→ **Problem A**:
Name every dataset mentioned in the Feature-EndoGaussian summary.
→ **Problem B**:
Keep writing the Feature-EndoGaussian summary, starting after its final sentence.

Feature-EndoGaussian: Feature Distilled Gaussian Splatting in Surgical Deformable Scene Reconstruction
Kai Li, Junhao Wang, William Han, Ding Zhao
TL;DR
FE-4DGS addresses the challenge of real-time reconstruction and semantic segmentation of deformable surgical scenes by distilling 2D semantic features into a 4D Gaussian Splatting framework. It introduces a Feature-Spatiotemporal deformation module to update per-Gaussian geometry and semantics, and uses differentiable rendering with a semantic alignment loss to fuse geometry with SAM-derived semantics. The approach achieves state-of-the-art rendering fidelity on EndoNeRF and SCARED while delivering real-time performance, and demonstrates strong binary segmentation and competitive multi-label segmentation on EndoVis18. This work enables unified reconstruction and segmentation in MIS, with implications for AR guidance and potential for language-guided editing in future systems.

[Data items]

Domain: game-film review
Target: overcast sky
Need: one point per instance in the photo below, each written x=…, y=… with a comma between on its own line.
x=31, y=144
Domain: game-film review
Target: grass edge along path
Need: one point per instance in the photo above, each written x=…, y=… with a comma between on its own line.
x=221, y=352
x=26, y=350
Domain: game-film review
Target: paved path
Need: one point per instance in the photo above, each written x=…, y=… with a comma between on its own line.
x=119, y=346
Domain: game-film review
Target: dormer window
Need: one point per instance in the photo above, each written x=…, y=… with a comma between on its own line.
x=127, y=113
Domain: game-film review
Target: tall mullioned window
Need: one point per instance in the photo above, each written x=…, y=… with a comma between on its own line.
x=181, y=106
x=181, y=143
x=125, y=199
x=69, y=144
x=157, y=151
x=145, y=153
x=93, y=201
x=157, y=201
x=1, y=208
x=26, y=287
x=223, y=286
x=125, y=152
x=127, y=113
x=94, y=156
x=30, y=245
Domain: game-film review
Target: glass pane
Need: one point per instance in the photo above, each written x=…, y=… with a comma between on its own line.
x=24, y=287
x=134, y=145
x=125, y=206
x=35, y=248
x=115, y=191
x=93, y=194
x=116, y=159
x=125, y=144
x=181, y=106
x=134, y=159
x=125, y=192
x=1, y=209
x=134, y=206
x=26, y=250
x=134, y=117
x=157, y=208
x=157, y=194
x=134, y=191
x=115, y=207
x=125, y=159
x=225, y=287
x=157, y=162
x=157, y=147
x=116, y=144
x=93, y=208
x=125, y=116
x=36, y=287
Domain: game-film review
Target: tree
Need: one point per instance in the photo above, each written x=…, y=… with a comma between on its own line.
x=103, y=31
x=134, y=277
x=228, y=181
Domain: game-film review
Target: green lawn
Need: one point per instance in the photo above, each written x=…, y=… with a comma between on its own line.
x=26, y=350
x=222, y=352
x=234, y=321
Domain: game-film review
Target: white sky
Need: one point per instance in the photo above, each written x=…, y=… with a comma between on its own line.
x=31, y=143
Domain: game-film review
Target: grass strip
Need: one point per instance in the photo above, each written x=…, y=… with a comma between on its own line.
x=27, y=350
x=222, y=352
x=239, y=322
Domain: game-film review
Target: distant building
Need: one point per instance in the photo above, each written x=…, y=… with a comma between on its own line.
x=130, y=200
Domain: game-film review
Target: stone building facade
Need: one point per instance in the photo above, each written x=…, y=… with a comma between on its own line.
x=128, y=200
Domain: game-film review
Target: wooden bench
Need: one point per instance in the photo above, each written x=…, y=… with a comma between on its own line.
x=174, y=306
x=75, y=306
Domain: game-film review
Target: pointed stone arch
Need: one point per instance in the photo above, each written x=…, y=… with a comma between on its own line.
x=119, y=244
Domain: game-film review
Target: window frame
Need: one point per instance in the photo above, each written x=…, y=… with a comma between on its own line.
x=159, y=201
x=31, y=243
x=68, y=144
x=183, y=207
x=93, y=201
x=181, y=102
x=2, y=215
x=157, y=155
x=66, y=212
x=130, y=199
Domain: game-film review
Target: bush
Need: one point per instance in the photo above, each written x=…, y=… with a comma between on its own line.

→ **Reply A**:
EndoNeRF, SCARED, EndoVis18

→ **Reply B**:
Abstract
Minimally invasive surgery (MIS) requires high-fidelity, real-time visual feedback of dynamic and low-texture surgical scenes. To address these requirements, we introduce FeatureEndo-4DGS (FE-4DGS), the first real time pipeline leveraging feature-distilled 4D Gaussian Splatting for simultaneous reconstruction and semantic segmentation of deformable surgical environments. Unlike prior feature-distilled methods restricted to static scenes, and existing 4D approaches that lack semantic integration, FE-4DGS seamlessly leverages pre-trained 2D semantic embeddings to produce a unified 4D representation-where semantics also deform with tissue motion. This unified approach enables the generation of real-time RGB and semantic outputs through a single, parallelized rasterization process. Despite the additional complexity from feature distillation, FE-4DGS sustains real-time rendering (61 FPS) with a compact footprint, achieves state-of-the-art rendering fidelity on EndoNeRF (39.1 PSNR) and SCARED (27.3 PSNR), and delivers competitive EndoVis18 segmentation, matching or exceeding strong 2D baselines for binary segmentation tasks (0.93 DSC) and remaining competitive for multi-label segmentation (0.77 DSC).